* EXERCISE INPUTS *
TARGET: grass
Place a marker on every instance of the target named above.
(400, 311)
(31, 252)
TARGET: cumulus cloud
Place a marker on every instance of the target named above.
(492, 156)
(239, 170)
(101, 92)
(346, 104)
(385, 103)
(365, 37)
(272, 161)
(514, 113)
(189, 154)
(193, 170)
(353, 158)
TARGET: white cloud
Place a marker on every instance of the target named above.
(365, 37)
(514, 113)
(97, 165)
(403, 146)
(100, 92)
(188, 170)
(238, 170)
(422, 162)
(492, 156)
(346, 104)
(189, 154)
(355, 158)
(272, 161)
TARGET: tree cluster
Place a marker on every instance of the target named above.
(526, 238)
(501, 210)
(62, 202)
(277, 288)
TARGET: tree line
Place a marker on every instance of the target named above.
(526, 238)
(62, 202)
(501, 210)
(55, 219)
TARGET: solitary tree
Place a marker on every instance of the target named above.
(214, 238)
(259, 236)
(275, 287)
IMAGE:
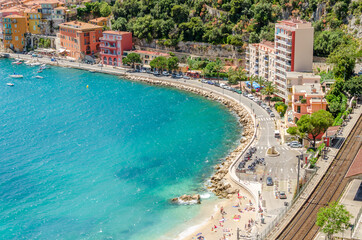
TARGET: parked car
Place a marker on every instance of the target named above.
(296, 145)
(282, 195)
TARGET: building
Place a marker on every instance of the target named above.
(80, 38)
(33, 21)
(102, 21)
(261, 57)
(299, 78)
(148, 56)
(307, 99)
(51, 16)
(112, 46)
(14, 27)
(292, 51)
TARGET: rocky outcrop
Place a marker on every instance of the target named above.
(187, 199)
(218, 184)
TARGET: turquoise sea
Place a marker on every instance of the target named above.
(102, 162)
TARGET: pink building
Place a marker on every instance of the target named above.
(112, 46)
(307, 99)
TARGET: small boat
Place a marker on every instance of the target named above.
(16, 76)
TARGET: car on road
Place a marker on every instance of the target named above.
(251, 96)
(296, 145)
(292, 142)
(282, 195)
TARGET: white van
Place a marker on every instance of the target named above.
(277, 134)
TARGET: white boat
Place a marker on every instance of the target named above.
(16, 76)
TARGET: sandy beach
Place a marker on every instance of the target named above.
(236, 207)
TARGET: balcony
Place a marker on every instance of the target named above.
(107, 46)
(109, 54)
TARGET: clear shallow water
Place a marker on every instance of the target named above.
(102, 162)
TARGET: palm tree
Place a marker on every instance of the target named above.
(269, 89)
(261, 82)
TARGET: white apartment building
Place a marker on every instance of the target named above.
(292, 52)
(261, 58)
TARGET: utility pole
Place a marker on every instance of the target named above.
(300, 157)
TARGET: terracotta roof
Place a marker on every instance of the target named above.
(99, 19)
(116, 32)
(331, 131)
(151, 53)
(15, 16)
(356, 166)
(80, 25)
(268, 43)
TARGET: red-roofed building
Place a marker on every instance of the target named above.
(355, 170)
(113, 44)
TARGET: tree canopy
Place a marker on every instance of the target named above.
(333, 218)
(310, 126)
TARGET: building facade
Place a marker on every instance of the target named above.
(14, 27)
(80, 38)
(307, 99)
(33, 19)
(112, 46)
(102, 21)
(292, 51)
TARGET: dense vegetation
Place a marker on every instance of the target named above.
(229, 21)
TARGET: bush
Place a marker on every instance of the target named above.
(276, 99)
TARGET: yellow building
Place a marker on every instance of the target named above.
(14, 27)
(33, 19)
(102, 21)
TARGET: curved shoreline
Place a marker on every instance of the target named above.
(224, 170)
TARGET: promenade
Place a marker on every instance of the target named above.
(281, 169)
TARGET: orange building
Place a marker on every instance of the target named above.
(307, 99)
(14, 27)
(102, 21)
(80, 38)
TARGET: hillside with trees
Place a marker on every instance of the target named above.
(233, 22)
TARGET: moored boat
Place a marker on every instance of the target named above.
(16, 76)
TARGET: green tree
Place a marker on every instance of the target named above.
(344, 59)
(172, 63)
(268, 90)
(354, 86)
(310, 126)
(333, 218)
(132, 59)
(179, 13)
(119, 24)
(142, 27)
(237, 75)
(159, 63)
(325, 42)
(104, 9)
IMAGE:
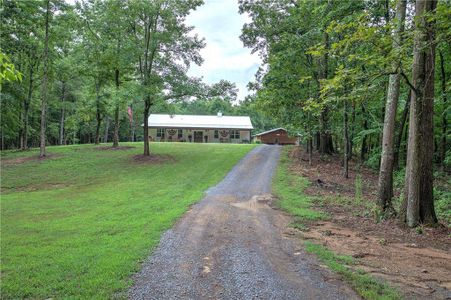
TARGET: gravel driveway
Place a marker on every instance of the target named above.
(232, 245)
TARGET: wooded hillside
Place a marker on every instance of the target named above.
(367, 79)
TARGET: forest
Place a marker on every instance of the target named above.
(367, 80)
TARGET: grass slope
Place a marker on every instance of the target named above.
(78, 224)
(289, 187)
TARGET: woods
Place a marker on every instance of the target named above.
(360, 58)
(364, 80)
(92, 71)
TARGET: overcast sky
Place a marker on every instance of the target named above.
(225, 57)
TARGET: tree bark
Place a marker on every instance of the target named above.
(116, 113)
(385, 184)
(98, 113)
(107, 125)
(42, 152)
(443, 142)
(364, 148)
(402, 123)
(351, 138)
(63, 97)
(419, 204)
(147, 105)
(26, 109)
(345, 140)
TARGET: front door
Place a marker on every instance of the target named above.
(198, 136)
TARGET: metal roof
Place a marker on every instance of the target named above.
(269, 131)
(195, 121)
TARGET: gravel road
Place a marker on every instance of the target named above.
(233, 245)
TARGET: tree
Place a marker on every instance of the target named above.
(418, 191)
(45, 81)
(385, 185)
(162, 39)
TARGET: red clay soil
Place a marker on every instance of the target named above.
(418, 263)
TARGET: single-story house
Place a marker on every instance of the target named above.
(200, 129)
(278, 136)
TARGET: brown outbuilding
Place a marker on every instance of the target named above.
(277, 136)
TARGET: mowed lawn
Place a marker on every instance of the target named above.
(78, 224)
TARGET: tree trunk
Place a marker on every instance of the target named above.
(443, 142)
(63, 96)
(404, 116)
(98, 113)
(419, 206)
(364, 148)
(116, 113)
(26, 109)
(45, 82)
(385, 184)
(147, 104)
(345, 140)
(132, 125)
(351, 138)
(107, 125)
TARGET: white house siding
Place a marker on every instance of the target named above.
(245, 135)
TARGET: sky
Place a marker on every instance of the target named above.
(225, 57)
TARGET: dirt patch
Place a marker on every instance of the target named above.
(115, 148)
(152, 159)
(21, 160)
(418, 261)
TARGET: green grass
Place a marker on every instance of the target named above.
(289, 187)
(79, 224)
(366, 286)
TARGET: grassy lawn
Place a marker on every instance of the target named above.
(289, 187)
(77, 225)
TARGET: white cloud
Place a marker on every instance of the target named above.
(225, 57)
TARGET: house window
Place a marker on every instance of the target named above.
(160, 132)
(234, 134)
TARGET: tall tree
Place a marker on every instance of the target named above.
(385, 185)
(162, 38)
(418, 191)
(45, 81)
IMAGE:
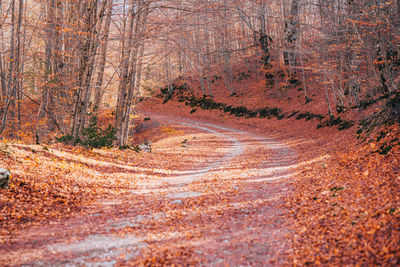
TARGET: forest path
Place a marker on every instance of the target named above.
(225, 209)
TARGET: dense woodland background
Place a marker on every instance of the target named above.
(63, 62)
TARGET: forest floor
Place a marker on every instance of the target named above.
(215, 190)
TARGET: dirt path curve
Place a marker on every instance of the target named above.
(224, 210)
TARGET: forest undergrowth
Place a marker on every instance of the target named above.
(345, 204)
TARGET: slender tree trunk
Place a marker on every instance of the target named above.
(99, 91)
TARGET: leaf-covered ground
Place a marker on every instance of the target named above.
(206, 195)
(199, 197)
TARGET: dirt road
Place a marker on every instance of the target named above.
(222, 208)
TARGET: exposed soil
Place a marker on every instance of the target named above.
(219, 203)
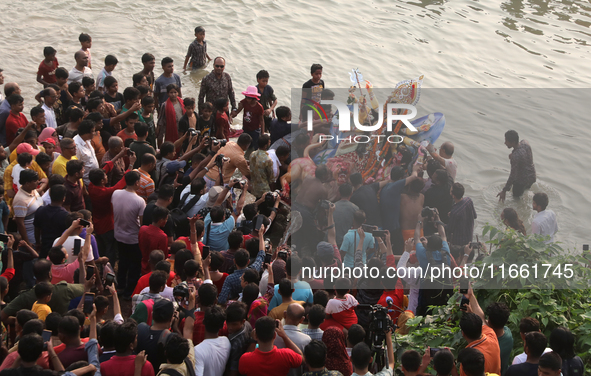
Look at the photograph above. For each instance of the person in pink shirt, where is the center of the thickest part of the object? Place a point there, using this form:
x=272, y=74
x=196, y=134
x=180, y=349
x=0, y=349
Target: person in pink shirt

* TASK REQUIREMENTS *
Reproduce, without alteration and without pictures, only those lines that lie between the first line of the entries above and the line containing "TARGET: pink building", both of them included.

* WRITTEN SOLUTION *
TARGET: grass
Place a marker on every instance of the target named above.
(400, 311)
(31, 252)
TARGET: cumulus cloud
Place a marker on every instance of the target named above.
(492, 156)
(239, 170)
(101, 92)
(346, 104)
(385, 103)
(365, 37)
(272, 161)
(514, 113)
(189, 154)
(193, 170)
(353, 158)
TARGET: white cloud
Place a marker on every instance of the target named above.
(365, 37)
(514, 113)
(97, 165)
(403, 146)
(100, 92)
(188, 170)
(238, 170)
(422, 162)
(492, 156)
(346, 104)
(189, 154)
(355, 158)
(272, 161)
TARGET: tree cluster
Place a marker on every instance of the target named above.
(526, 238)
(501, 210)
(62, 202)
(277, 288)
TARGET: tree line
Place a marker on every instance of the target named above.
(526, 238)
(62, 202)
(501, 210)
(55, 219)
TARGET: solitary tree
Place a marker on every instance of the target named above.
(214, 238)
(259, 236)
(275, 287)
IMAGE:
TARGET: parked car
Place a marker on every instance of the target named above.
(296, 145)
(282, 195)
TARGET: building
Place a marker on every instance of the target named above.
(80, 38)
(33, 21)
(102, 21)
(261, 57)
(299, 78)
(148, 56)
(307, 99)
(51, 16)
(112, 46)
(14, 27)
(292, 51)
TARGET: rocky outcrop
Place a marker on every instance of the target named above.
(187, 199)
(218, 184)
TARGET: turquoise sea
Place a marker on every instance of the target named above.
(102, 162)
TARGET: pink building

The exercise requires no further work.